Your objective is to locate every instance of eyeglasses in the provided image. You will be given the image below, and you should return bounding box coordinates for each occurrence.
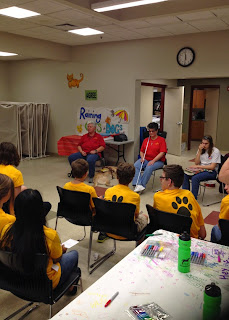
[159,176,168,180]
[148,130,156,133]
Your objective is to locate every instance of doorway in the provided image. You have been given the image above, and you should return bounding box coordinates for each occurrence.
[188,85,220,150]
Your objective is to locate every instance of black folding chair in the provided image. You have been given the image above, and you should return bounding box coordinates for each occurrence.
[219,219,229,246]
[199,155,226,206]
[88,198,147,274]
[56,186,93,241]
[146,204,192,235]
[0,250,82,319]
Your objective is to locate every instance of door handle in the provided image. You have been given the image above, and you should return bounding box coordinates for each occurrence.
[176,122,183,125]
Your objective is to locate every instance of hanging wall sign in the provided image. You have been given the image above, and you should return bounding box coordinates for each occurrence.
[85,90,97,100]
[76,107,129,136]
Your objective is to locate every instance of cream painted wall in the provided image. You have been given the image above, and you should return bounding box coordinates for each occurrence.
[5,30,229,160]
[0,61,9,100]
[140,86,153,127]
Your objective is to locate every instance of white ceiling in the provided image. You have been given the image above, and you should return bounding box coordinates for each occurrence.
[0,0,229,48]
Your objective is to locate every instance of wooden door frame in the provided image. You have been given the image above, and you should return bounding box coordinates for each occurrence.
[188,85,220,150]
[141,82,167,130]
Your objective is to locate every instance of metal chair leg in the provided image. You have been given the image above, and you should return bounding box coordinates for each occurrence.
[88,229,116,274]
[77,226,87,241]
[201,183,224,207]
[49,305,52,319]
[4,302,34,320]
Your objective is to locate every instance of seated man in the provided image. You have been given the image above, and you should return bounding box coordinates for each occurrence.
[211,183,229,243]
[68,121,105,183]
[64,159,98,213]
[153,164,206,239]
[97,162,148,243]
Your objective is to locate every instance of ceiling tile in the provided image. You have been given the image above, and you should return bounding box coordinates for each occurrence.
[188,18,229,31]
[0,0,32,9]
[47,9,90,22]
[136,26,172,37]
[120,20,152,29]
[19,0,70,14]
[25,14,61,27]
[146,16,181,26]
[161,22,200,34]
[177,11,215,22]
[211,7,229,17]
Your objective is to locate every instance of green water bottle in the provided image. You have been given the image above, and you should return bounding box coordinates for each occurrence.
[178,231,191,273]
[203,282,221,320]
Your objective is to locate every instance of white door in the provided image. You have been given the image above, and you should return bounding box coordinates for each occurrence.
[164,87,184,156]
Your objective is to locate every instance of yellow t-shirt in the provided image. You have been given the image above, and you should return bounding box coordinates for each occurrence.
[104,184,140,239]
[0,223,62,289]
[0,208,16,234]
[219,194,229,220]
[153,189,204,239]
[43,226,62,289]
[0,164,24,188]
[63,181,97,210]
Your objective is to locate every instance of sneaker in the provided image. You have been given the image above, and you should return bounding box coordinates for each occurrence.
[134,185,145,193]
[88,177,93,183]
[97,232,109,243]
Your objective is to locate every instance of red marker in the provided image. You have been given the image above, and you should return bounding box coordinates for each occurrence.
[104,291,119,307]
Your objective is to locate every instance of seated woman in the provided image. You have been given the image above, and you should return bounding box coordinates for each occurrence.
[0,189,79,293]
[0,142,26,199]
[0,142,51,215]
[133,122,167,193]
[182,135,221,199]
[0,174,15,233]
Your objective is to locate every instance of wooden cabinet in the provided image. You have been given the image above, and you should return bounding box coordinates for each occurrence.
[191,121,204,140]
[192,90,205,109]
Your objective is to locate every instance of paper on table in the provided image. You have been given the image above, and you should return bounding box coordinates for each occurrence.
[62,239,79,248]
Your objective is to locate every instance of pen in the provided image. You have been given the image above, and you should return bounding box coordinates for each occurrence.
[145,233,163,237]
[104,291,119,307]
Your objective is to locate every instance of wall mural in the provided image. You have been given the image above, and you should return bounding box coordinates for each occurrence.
[67,73,84,88]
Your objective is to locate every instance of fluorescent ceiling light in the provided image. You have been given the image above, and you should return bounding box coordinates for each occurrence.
[0,51,17,56]
[0,6,40,19]
[92,0,167,12]
[68,28,104,36]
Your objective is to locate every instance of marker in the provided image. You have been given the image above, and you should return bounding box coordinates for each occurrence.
[201,253,206,265]
[145,233,163,237]
[191,251,195,263]
[142,245,149,255]
[218,253,221,263]
[104,291,119,307]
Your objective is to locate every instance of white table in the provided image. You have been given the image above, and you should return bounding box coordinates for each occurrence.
[51,230,229,320]
[105,140,134,165]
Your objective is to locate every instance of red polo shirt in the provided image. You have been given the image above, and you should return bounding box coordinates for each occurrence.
[78,132,105,155]
[140,136,167,162]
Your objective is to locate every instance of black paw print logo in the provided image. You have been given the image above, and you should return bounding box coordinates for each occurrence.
[171,196,192,217]
[111,195,123,203]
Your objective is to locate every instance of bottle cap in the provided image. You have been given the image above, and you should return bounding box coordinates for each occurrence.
[205,283,221,297]
[179,231,191,241]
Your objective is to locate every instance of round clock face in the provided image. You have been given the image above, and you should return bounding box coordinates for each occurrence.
[177,47,195,67]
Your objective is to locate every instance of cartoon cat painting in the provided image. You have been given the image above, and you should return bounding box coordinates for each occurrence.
[67,73,84,88]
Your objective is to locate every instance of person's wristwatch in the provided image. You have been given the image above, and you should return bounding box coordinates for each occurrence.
[95,149,98,153]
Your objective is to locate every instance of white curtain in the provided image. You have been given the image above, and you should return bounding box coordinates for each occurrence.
[0,102,49,159]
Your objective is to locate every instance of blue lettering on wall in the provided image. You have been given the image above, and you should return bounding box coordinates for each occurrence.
[106,123,121,134]
[79,107,101,123]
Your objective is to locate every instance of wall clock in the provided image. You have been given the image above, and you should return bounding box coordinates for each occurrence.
[177,47,195,67]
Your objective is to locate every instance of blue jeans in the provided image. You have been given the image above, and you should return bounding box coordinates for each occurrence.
[57,250,79,288]
[68,152,99,178]
[211,225,222,243]
[132,159,164,188]
[182,170,217,199]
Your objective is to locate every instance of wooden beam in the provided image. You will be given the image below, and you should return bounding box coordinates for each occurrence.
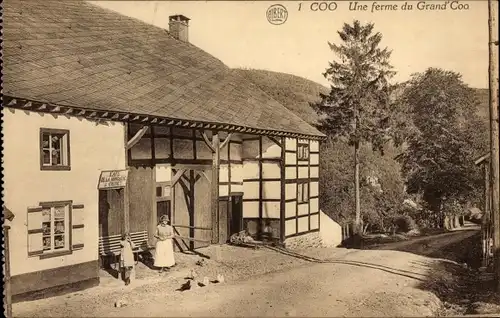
####################
*What this task involves:* Output the records exactly as they appear, skipping any pictures.

*Exercise response:*
Your objective is to locate every instance of eyeglasses in the provided image. You will be given the image below, and you should return bounding box coordinates for each occurrence.
[159,176,168,180]
[148,130,156,133]
Your objective is to locate every instance of doorway in the provided image. You have been given the image above, and you should return bounding box coordinates for each occurrence.
[188,85,220,150]
Your objective is to locate every instance of black folding chair in the provided image. You have been given the image above, and you should return bounding box coordinates for each occurrence.
[219,219,229,246]
[199,155,226,206]
[88,198,147,274]
[56,186,93,241]
[146,204,192,235]
[0,250,82,319]
Your objective is to locate every instance of door handle in the provided image. You have been given the image above, and you should return bounding box coordinates for each occurrence.
[176,122,183,125]
Your objective is to locate every instance of hanging wall sign in the provided image. You have been given the image above, and you should return bounding box coordinates for each occurrence.
[85,90,97,100]
[76,107,129,136]
Your objective is to locate every instance of cream painted wall in the provided image. You have been given the image above, and you should return bounding box coordinates for each occurrence.
[5,30,229,160]
[0,61,9,100]
[140,86,153,127]
Your objective is to locate every instance of white ceiling in the provided image. You have been given the image above, and you should return bounding box coordinates for each occurrence.
[0,0,229,48]
Your objective is to locate every instance of wooden door frame in the provided image. You have been given the image above, and you should return bounding box coordinates for each occurrence.
[188,85,220,150]
[141,82,167,130]
Your objective is to locate every instance of metal chair leg in the provided image. You have been given the image above, and you should return bounding box coordinates for each occurrence.
[88,229,116,274]
[77,226,87,241]
[201,183,224,207]
[49,305,52,319]
[4,302,34,320]
Your objective is to locate every instance of seated man in the provided image. You have been given the image above, and you should return bounding box coordinates for each occurrence.
[211,183,229,243]
[68,121,105,183]
[64,159,98,213]
[153,164,206,239]
[97,162,148,243]
Your objective is to locate every instance of ceiling tile in the provided image. You have been given the image above, and you should return bounding box coordinates for each occurrence.
[188,18,229,31]
[0,0,32,9]
[47,9,90,22]
[136,26,172,37]
[120,20,152,29]
[19,0,70,14]
[25,14,61,27]
[146,16,181,26]
[161,22,200,34]
[177,11,215,22]
[211,7,229,17]
Your objective is to locate every instance of green water bottle in the provided image. You have been given the image above, and you should return bounding box coordinates for each occurrence.
[178,231,191,273]
[203,282,221,320]
Your objective is to locate every instance of white door in the provided image. You have been given the image above, and you should return bounding box coordinates for each occurrence.
[164,87,184,156]
Your objective is to locate every instance of yellow t-shirt in the provided image. You have been given the image above, and you should return bounding box coordinates for each occurrence.
[104,184,140,239]
[0,223,62,289]
[0,208,16,234]
[219,194,229,220]
[153,189,204,239]
[43,226,62,289]
[0,164,24,188]
[63,181,97,210]
Your objective is to locate every instance of sneaker in the provided image. You have been given the image above, and you should return bounding box coordinates for each occurrence.
[134,185,145,193]
[88,177,93,183]
[97,232,109,243]
Your objective is to locate every instance of red marker in the provided image. You have been given the image above, and you should return bounding box coordinates for each occurrence.
[104,291,119,307]
Your objective is to locate every instance of seated woman in the provided image. You have been given the image above, and you should return bounding box coordinates for each occurrence.
[0,189,79,293]
[0,142,26,199]
[0,142,51,215]
[133,122,167,193]
[182,135,221,199]
[0,174,15,233]
Your objective is to locate every instance of wooden cabinet in the provided image. You have been given the image above, and you should return bounding box coordinates for each occurrence.
[191,121,204,140]
[192,90,205,109]
Your objective is to locate every instance of paper on table in the provided image. You have been given the image above, and you should return bounding box coordinates for each occurrence.
[62,239,79,248]
Your objective is to locate every instance of pen in the provided image. You have been given the image above, and you should return bounding box coordinates for each occurrence.
[145,233,163,237]
[104,291,119,307]
Your objective is to locate every instance of wall mural in the provided image. You have been given the image above, and you should return bounding box coordinates for each occurrence.
[67,73,84,88]
Your objective is to locate every instance of fluorescent ceiling light in the provided image. You have been given the image above, and you should return bounding box coordinates for each occurrence.
[0,51,17,56]
[0,6,40,19]
[92,0,167,12]
[68,28,104,36]
Your objective is to locate every instance of marker in the provided image. You have been given the image above, and you should return bounding box coordinates for each occurrence.
[201,253,206,265]
[145,233,163,237]
[191,251,195,263]
[142,245,149,255]
[218,253,221,263]
[104,291,119,307]
Your objective is to locate every instance of white table in the provided image. You have been given the image above, and you should return bounding box coordinates for each occurrence.
[51,230,229,320]
[105,140,134,165]
Your objective is to locate every instance of red polo shirt in the provided image. You have been given the image above, and you should return bounding box coordinates for each occurrence.
[78,132,105,155]
[140,136,167,162]
Your objective is to locate every instance of black paw print logo in the provided image. You have been given the image above, and you should return bounding box coordinates for each occurrence.
[171,196,192,217]
[111,195,123,203]
Your objective is to locate every instance of bottle cap in the provided image. You have been given the image above, and you should return bounding box coordinates for each occurrence.
[205,283,221,297]
[179,231,191,241]
Your objective is to locate every instance of round clock face in the provided image. You have been given the image above, and you should return bounding box coordinates for each occurrence.
[177,47,195,67]
Your objective is to locate every instance of cartoon cat painting in the provided image. You have been given the image above, and you should return bounding box coordinates for each occurrence.
[67,73,84,88]
Your objective is to locate every instance of person's wristwatch in the provided image. You have been given the image above, and you should return bounding box coordinates for each occurrence.
[95,149,98,153]
Your objective is to locate every instance of white curtain in the provided image. You have been given the image above, and you should return bounding box coordinates for each occurrence.
[0,102,49,159]
Your objective is to locate every instance of blue lettering on wall in the provided image. You have been given the image above, and you should return bounding box coordinates for each occurrence.
[106,123,121,134]
[79,107,101,123]
Your objective is to locate every instance of wall clock in the provided image. You have been given the image above, and you should return bounding box coordinates for each occurrence.
[177,47,195,67]
Your objective is to locate every instance of blue jeans in the provided image. You have been given the image above, and you should return bounding box coordinates for each occurrence.
[57,250,79,288]
[68,152,99,178]
[211,225,222,243]
[132,159,164,188]
[182,170,217,199]
Your objective is to locate every instance of wooden beam in the provided image. You will be given the image below, and you should return bounding box coordinates for each occurrence.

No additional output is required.